> _PROBLEM_: Output the lines from the first one through the line containing "[[17, 79], [28, 37]]", both included, as a Markdown table with the columns Row and Line, numbering each line and omitting blank lines. Leave the pictures out.

Rows taken from a pointing dataset

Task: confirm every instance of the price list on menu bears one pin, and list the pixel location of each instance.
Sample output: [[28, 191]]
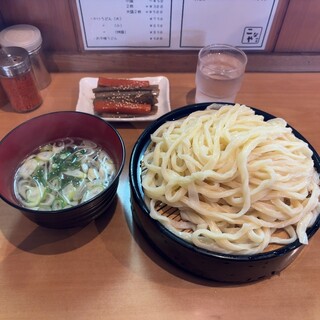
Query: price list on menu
[[174, 24]]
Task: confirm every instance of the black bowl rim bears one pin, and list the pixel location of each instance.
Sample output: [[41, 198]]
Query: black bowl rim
[[138, 196], [81, 205]]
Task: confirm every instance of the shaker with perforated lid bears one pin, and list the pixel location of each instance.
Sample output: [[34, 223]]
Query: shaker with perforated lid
[[28, 37], [17, 79]]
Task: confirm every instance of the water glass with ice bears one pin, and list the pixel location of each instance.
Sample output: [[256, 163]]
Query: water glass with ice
[[219, 74]]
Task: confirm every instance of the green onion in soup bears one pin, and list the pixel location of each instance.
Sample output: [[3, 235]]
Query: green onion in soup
[[63, 174]]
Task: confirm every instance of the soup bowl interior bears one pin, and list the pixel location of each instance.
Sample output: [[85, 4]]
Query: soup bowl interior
[[200, 262], [28, 136]]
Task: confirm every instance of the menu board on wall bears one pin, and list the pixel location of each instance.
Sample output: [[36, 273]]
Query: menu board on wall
[[174, 24]]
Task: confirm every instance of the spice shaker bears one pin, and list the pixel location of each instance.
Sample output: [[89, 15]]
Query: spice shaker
[[17, 79], [28, 37]]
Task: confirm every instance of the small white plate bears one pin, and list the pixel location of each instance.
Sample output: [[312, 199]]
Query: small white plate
[[86, 96]]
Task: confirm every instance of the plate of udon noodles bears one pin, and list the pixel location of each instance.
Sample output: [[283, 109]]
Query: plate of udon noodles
[[226, 180]]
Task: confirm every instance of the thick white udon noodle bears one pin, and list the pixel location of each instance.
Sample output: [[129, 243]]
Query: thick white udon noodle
[[235, 178]]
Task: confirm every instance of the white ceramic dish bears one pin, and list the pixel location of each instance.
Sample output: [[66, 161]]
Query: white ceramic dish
[[85, 100]]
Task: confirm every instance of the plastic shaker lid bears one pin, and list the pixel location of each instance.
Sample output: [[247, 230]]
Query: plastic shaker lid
[[14, 61], [21, 35]]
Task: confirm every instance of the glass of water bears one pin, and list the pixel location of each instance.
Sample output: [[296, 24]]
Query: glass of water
[[219, 74]]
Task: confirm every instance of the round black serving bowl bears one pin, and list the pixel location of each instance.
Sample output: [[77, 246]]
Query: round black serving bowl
[[28, 136], [200, 262]]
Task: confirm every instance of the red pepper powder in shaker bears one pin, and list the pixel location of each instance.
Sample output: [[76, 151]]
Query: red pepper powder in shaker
[[17, 79]]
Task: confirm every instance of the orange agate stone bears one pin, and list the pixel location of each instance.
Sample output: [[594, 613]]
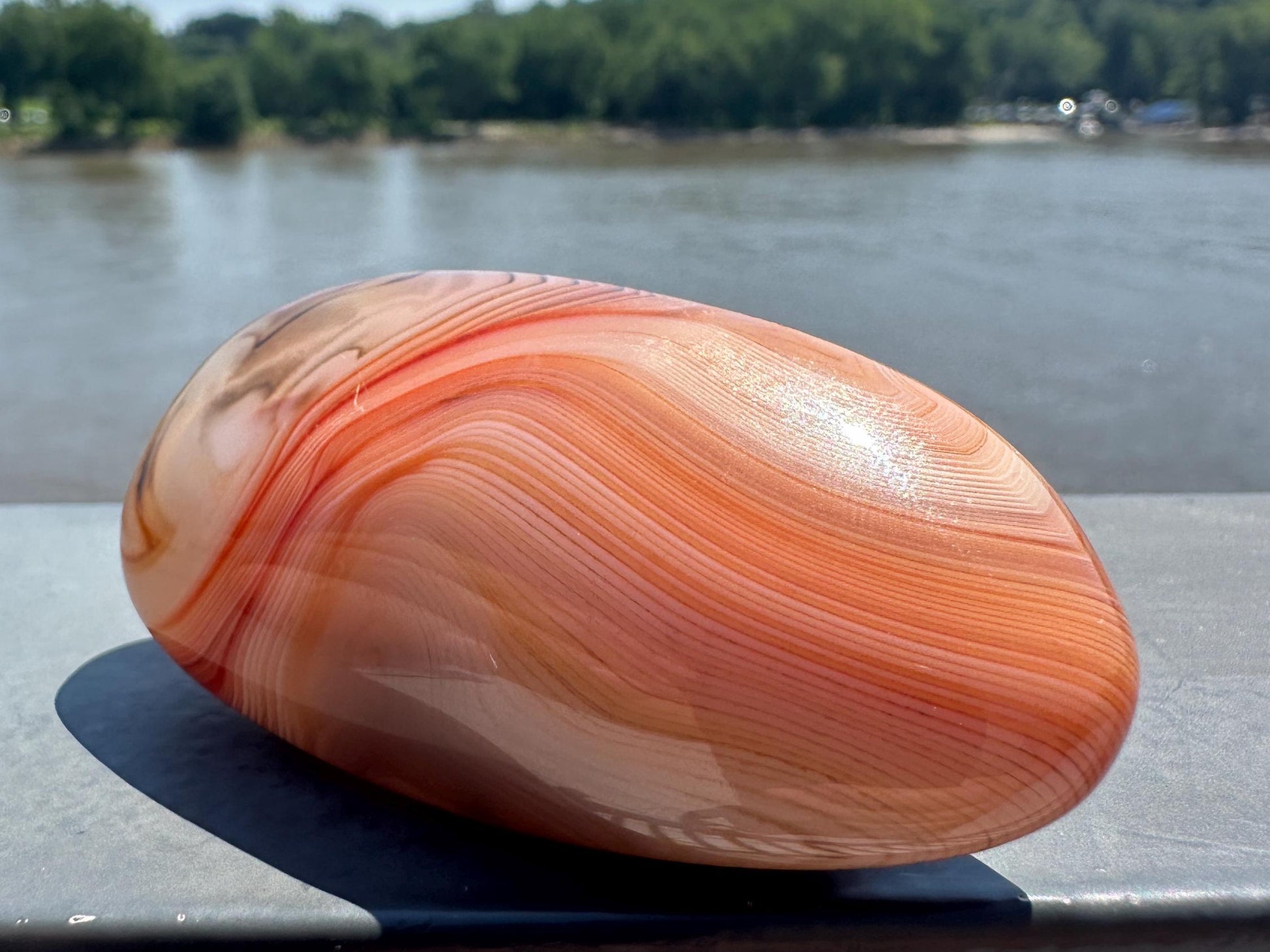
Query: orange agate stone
[[629, 572]]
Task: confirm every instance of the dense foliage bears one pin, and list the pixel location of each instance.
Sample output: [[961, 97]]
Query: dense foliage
[[720, 64]]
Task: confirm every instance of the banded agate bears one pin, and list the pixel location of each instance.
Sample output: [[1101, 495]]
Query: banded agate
[[629, 572]]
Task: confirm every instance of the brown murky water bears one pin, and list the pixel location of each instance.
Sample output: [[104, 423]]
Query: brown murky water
[[1106, 309]]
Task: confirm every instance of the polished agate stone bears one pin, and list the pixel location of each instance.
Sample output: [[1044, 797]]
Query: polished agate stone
[[632, 573]]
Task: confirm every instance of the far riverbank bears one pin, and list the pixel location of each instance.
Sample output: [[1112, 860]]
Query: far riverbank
[[268, 136]]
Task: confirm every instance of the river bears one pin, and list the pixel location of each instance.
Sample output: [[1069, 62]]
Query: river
[[1105, 307]]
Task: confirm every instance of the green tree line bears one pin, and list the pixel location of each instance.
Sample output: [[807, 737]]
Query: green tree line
[[717, 64]]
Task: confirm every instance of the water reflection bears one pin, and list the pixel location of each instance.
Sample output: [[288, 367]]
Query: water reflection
[[1029, 283]]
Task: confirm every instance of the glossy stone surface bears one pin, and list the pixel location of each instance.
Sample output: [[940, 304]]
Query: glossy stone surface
[[632, 573]]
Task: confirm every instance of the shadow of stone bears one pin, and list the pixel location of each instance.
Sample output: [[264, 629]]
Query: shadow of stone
[[421, 870]]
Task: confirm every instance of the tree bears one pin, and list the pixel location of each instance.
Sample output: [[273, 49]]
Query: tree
[[31, 46], [213, 104], [116, 70]]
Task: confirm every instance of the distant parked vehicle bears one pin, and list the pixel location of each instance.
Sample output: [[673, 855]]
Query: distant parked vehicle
[[1166, 112]]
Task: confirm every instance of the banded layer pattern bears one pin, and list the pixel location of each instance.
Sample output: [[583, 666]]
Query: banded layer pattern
[[629, 572]]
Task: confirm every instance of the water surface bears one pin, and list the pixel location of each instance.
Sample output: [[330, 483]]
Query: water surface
[[1105, 307]]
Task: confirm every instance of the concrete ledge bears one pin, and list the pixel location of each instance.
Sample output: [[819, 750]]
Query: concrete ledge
[[135, 808]]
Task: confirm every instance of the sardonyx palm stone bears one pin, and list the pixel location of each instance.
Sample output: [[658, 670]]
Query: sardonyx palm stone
[[629, 572]]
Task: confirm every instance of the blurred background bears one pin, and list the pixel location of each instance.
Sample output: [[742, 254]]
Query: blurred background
[[1055, 211]]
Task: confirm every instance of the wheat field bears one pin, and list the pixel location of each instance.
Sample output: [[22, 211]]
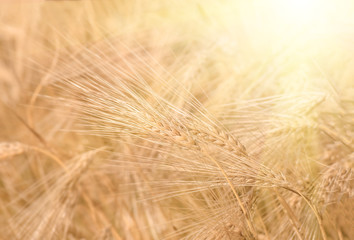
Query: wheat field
[[176, 119]]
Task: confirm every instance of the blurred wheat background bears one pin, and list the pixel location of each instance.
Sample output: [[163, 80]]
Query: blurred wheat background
[[176, 119]]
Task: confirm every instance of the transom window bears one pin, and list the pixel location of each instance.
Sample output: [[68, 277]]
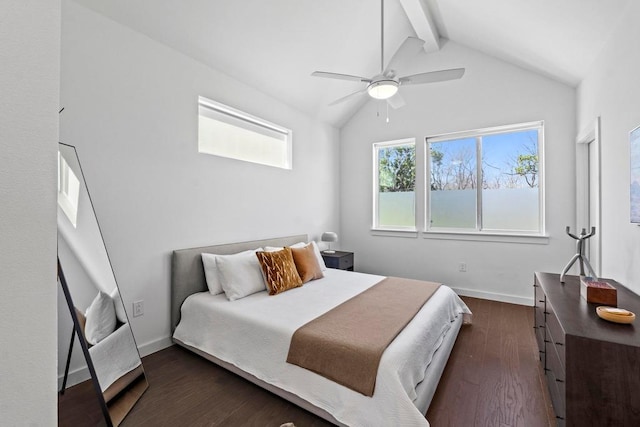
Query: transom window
[[394, 177], [227, 132], [487, 180]]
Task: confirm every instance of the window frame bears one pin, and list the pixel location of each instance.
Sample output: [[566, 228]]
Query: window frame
[[479, 232], [238, 118], [376, 186]]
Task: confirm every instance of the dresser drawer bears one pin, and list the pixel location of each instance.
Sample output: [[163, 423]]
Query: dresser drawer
[[346, 263], [555, 334], [539, 321], [557, 393]]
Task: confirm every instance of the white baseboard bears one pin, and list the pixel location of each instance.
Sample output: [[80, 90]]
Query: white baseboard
[[512, 299]]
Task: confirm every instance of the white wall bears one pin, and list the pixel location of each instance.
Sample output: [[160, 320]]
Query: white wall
[[29, 84], [611, 90], [131, 110], [491, 93]]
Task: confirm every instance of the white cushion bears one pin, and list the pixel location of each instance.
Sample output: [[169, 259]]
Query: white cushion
[[211, 273], [101, 318], [316, 250], [240, 274], [121, 315]]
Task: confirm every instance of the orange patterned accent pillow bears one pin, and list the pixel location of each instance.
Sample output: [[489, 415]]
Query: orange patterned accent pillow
[[279, 271], [307, 263]]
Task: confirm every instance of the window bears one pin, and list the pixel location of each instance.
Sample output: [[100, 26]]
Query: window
[[394, 177], [68, 190], [488, 180], [227, 132]]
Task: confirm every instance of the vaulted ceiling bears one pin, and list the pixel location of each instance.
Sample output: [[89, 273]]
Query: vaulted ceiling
[[275, 45]]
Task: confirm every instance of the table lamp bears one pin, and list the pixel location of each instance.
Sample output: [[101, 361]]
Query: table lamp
[[329, 237]]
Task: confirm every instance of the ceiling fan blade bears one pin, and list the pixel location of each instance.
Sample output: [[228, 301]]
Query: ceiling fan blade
[[407, 50], [350, 96], [340, 76], [432, 76], [396, 101]]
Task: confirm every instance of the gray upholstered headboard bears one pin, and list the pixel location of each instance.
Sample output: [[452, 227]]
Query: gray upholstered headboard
[[187, 272]]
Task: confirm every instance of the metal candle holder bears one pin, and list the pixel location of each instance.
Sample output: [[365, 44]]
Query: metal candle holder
[[579, 253]]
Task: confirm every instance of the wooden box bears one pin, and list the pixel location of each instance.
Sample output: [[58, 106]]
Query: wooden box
[[598, 292]]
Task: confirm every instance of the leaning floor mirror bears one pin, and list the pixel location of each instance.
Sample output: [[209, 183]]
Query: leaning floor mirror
[[95, 337]]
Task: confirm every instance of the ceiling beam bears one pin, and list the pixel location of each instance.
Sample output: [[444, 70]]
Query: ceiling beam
[[422, 21]]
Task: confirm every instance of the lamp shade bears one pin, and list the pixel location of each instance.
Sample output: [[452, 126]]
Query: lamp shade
[[329, 236], [382, 89]]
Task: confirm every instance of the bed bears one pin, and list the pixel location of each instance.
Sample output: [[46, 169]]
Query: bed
[[251, 337]]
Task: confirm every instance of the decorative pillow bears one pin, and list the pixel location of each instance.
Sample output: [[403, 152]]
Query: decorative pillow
[[240, 274], [279, 248], [211, 273], [279, 271], [307, 263], [101, 319], [302, 245], [118, 304]]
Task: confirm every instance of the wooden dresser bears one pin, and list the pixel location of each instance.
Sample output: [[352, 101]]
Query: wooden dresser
[[592, 366]]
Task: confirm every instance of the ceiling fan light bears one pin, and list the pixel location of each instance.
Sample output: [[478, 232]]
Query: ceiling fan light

> _CORRECT RESULT_:
| Row | Line |
|---|---|
| 1 | Task: confirm every instance of the price list on menu bears one pin, and list the pixel location of each instance. |
| 2 | Sample output: [[28, 191]] |
| 3 | Query: price list on menu |
| 4 | [[174, 24]] |
| 5 | Task: confirm every instance of the black bowl rim bears one pin, and list the pixel location of each instance. |
| 6 | Sample output: [[41, 198]] |
| 7 | Query: black bowl rim |
| 8 | [[138, 196], [81, 205]] |
| 9 | Task: confirm every instance of the shaker with perforated lid bears one pin, and list the pixel location of each instance. |
| 10 | Sample output: [[34, 223]] |
| 11 | Query: shaker with perforated lid |
| 12 | [[28, 37], [17, 79]] |
| 13 | Task: confirm every instance of the water glass with ice bears one pin, and list the pixel location of each instance. |
| 14 | Sample output: [[256, 163]] |
| 15 | Query: water glass with ice |
| 16 | [[219, 74]] |
| 17 | Task: confirm every instance of the green onion in soup bears one pin, and list the pixel location of each instance. |
| 18 | Sample output: [[3, 235]] |
| 19 | Query: green onion in soup |
| 20 | [[63, 174]] |
| 21 | Task: confirm every instance of the soup bowl interior bears one pin, and list the pixel location of each instance. |
| 22 | Sample output: [[85, 4]] |
| 23 | Query: soup bowl interior |
| 24 | [[200, 262], [28, 136]] |
| 25 | Task: confirm every instance of the menu board on wall bears one pin, and list the pixel location of each instance. |
| 26 | Sample output: [[36, 273]] |
| 27 | Query: menu board on wall |
| 28 | [[174, 24]] |
| 29 | Task: confirm every instance of the spice shaker bears one pin, and list the pixel location of each instance. |
| 30 | Sample output: [[89, 15]] |
| 31 | Query: spice shaker |
| 32 | [[17, 79], [28, 37]] |